- Task directions
Gather each line in the entries that includes the string "hand".

Dataset entries
· · · · · · ·
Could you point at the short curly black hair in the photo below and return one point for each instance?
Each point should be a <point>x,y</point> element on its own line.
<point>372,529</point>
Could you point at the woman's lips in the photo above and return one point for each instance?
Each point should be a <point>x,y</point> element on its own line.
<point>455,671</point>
· · · · · · ·
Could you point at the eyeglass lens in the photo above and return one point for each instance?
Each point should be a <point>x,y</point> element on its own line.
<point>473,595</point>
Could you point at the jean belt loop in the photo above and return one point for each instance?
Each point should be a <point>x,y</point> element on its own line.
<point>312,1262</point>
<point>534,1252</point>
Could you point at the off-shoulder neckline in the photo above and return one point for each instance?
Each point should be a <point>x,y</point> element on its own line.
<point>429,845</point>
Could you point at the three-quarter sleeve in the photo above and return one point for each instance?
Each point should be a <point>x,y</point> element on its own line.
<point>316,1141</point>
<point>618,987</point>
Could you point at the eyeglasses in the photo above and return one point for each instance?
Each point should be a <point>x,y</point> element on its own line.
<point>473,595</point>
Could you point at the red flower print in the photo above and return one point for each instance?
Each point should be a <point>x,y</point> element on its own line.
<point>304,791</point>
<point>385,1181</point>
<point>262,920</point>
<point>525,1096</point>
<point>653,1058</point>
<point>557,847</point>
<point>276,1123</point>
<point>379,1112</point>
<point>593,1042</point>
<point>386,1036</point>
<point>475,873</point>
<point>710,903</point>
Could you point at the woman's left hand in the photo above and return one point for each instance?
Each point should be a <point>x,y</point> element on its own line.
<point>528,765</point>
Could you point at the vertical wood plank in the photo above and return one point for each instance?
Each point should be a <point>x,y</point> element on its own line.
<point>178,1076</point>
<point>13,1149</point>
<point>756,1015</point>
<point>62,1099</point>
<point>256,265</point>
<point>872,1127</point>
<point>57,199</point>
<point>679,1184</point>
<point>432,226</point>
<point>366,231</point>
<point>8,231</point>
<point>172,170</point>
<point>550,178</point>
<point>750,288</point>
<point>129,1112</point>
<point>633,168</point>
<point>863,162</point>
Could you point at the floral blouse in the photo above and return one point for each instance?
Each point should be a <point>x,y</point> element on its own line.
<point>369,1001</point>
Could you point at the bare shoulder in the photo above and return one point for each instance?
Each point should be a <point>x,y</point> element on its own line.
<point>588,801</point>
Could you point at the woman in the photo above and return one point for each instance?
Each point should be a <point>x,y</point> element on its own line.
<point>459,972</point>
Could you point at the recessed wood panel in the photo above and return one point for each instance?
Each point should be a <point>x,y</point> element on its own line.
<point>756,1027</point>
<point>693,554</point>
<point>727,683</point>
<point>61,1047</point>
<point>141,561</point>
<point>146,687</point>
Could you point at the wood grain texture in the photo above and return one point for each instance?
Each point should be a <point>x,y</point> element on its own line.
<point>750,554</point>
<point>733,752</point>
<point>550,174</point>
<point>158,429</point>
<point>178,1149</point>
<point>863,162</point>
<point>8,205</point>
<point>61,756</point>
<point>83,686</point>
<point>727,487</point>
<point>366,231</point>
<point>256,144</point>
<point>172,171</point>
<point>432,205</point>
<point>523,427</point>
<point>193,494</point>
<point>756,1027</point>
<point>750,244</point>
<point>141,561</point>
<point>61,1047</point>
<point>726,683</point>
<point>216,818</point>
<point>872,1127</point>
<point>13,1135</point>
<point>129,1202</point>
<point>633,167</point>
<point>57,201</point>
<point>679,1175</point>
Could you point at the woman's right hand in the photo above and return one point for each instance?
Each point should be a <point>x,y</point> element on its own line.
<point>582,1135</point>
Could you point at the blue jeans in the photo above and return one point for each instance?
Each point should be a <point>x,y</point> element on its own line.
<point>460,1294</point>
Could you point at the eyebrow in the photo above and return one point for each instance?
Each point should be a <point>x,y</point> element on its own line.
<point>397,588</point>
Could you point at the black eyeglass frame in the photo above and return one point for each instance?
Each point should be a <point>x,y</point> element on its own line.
· · · · · · ·
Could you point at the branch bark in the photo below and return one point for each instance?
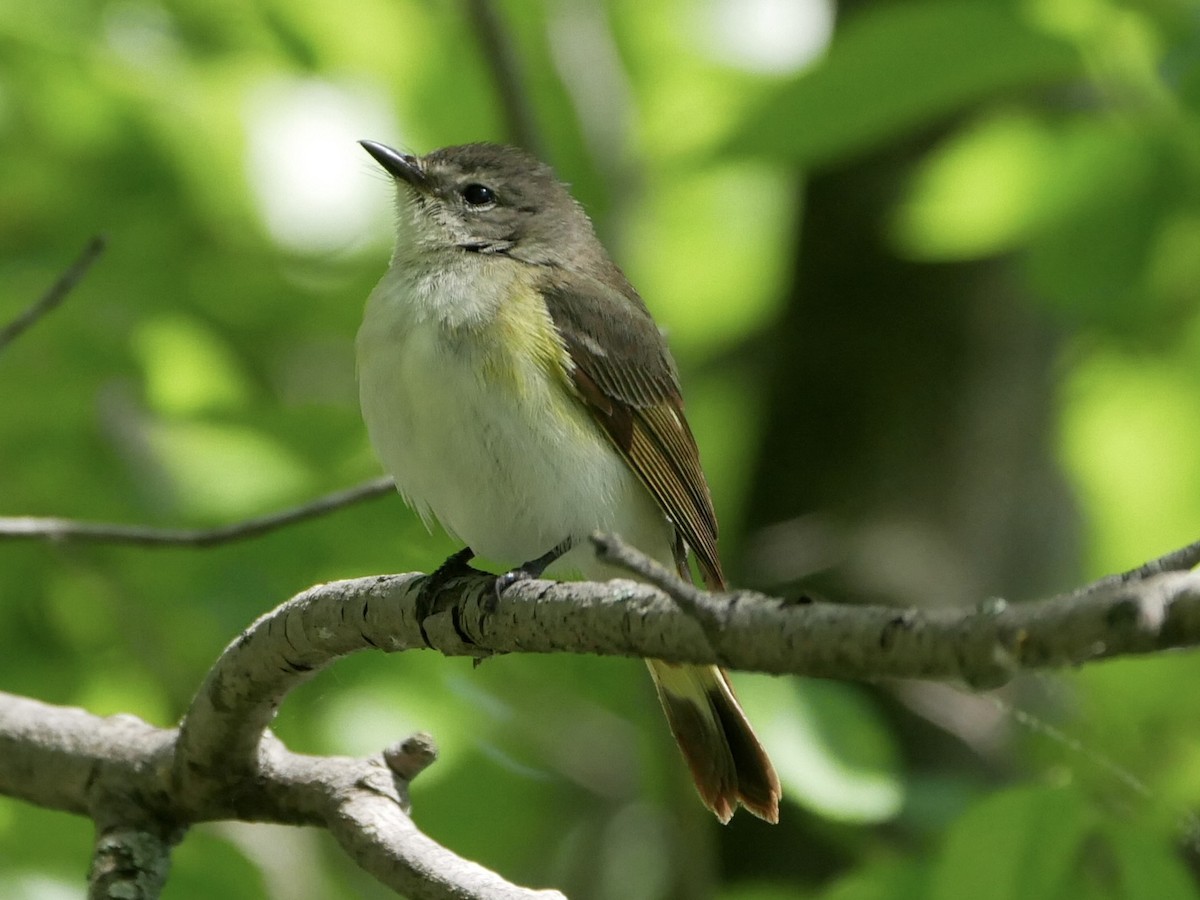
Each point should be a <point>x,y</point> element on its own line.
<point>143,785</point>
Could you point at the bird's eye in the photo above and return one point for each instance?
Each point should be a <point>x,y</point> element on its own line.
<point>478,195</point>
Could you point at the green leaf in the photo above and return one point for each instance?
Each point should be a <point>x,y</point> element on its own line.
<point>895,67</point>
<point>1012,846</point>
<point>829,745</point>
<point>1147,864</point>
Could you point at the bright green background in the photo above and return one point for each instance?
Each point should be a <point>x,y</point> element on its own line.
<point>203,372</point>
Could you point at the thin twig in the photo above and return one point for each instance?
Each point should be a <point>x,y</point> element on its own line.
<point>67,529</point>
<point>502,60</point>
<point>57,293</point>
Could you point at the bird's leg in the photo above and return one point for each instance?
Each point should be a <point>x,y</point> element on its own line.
· · · · · · ·
- Task answer
Could you point at the woman's left hand in the photo above and return one point for each instance?
Could you point at the woman's right hand in the photo above and return one point for each instance?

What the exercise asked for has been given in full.